Source data:
╭──

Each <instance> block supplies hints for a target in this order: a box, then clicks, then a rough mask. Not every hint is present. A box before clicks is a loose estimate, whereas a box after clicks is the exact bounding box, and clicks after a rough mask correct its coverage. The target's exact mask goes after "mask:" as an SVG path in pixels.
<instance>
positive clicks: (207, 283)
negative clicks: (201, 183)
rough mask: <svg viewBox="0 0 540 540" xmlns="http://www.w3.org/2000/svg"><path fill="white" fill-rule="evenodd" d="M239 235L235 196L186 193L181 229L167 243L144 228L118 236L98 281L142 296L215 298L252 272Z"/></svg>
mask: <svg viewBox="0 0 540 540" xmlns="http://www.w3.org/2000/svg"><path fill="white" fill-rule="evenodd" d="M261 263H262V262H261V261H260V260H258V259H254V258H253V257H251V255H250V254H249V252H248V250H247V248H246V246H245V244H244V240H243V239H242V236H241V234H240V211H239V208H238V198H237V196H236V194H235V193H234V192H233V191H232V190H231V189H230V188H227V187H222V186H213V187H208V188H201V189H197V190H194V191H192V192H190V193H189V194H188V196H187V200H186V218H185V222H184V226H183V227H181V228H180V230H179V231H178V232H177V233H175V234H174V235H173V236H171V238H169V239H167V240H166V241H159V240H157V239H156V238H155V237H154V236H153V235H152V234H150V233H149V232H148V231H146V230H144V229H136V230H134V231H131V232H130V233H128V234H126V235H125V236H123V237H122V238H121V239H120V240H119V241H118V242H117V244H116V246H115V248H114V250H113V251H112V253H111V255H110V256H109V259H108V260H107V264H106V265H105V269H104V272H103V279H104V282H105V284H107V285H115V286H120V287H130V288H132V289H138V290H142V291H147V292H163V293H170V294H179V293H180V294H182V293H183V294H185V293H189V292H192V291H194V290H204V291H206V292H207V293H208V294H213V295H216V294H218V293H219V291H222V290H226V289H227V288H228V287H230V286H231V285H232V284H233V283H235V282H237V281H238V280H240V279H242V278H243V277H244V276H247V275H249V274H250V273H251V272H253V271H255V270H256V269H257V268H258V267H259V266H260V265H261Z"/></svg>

╰──

* _YOUR GOAL_
Make an exact copy of every line in the data.

* _ANSWER TO THIS PROBLEM_
Each <instance> block supplies hints for a target in this order: a box, then clicks, then a rough mask. Not every hint is present. A box before clicks is a loose estimate, whereas a box after clicks is the exact bounding box, and clicks after a rough mask correct its coverage. The target's exact mask goes after "mask:" as an SVG path in pixels.
<instance>
positive clicks: (207, 283)
negative clicks: (201, 183)
rough mask: <svg viewBox="0 0 540 540" xmlns="http://www.w3.org/2000/svg"><path fill="white" fill-rule="evenodd" d="M239 235L235 196L186 193L181 229L167 243L144 228L118 236L98 281L142 296L215 298L252 272Z"/></svg>
mask: <svg viewBox="0 0 540 540" xmlns="http://www.w3.org/2000/svg"><path fill="white" fill-rule="evenodd" d="M261 263H262V262H261V261H260V260H258V259H254V258H253V257H251V255H250V254H249V252H248V250H247V248H246V246H245V244H244V240H243V239H242V236H241V234H240V211H239V208H238V198H237V196H236V194H235V193H234V192H233V191H232V190H231V189H230V188H227V187H222V186H213V187H208V188H201V189H197V190H194V191H192V192H190V193H189V194H188V196H187V200H186V218H185V222H184V226H183V227H181V228H180V230H179V231H178V232H177V233H175V234H174V235H173V236H171V238H169V239H167V240H166V241H159V240H157V239H156V238H155V237H154V236H153V235H152V234H150V233H149V232H148V231H146V230H144V229H136V230H134V231H131V232H130V233H128V234H126V235H125V236H123V237H122V238H121V239H120V240H119V241H118V242H117V244H116V246H115V248H114V250H113V251H112V253H111V255H110V256H109V259H108V260H107V264H106V265H105V269H104V272H103V279H104V282H105V284H107V285H115V286H120V287H130V288H132V289H138V290H142V291H147V292H163V293H170V294H179V293H180V294H182V293H183V294H185V293H189V292H192V291H194V290H204V291H206V292H207V293H208V294H213V295H216V294H218V293H219V291H222V290H226V289H227V288H228V287H230V286H231V285H232V284H233V283H235V282H237V281H238V280H240V279H242V278H243V277H244V276H247V275H249V274H250V273H251V272H253V271H255V270H256V269H257V268H258V267H259V266H260V265H261Z"/></svg>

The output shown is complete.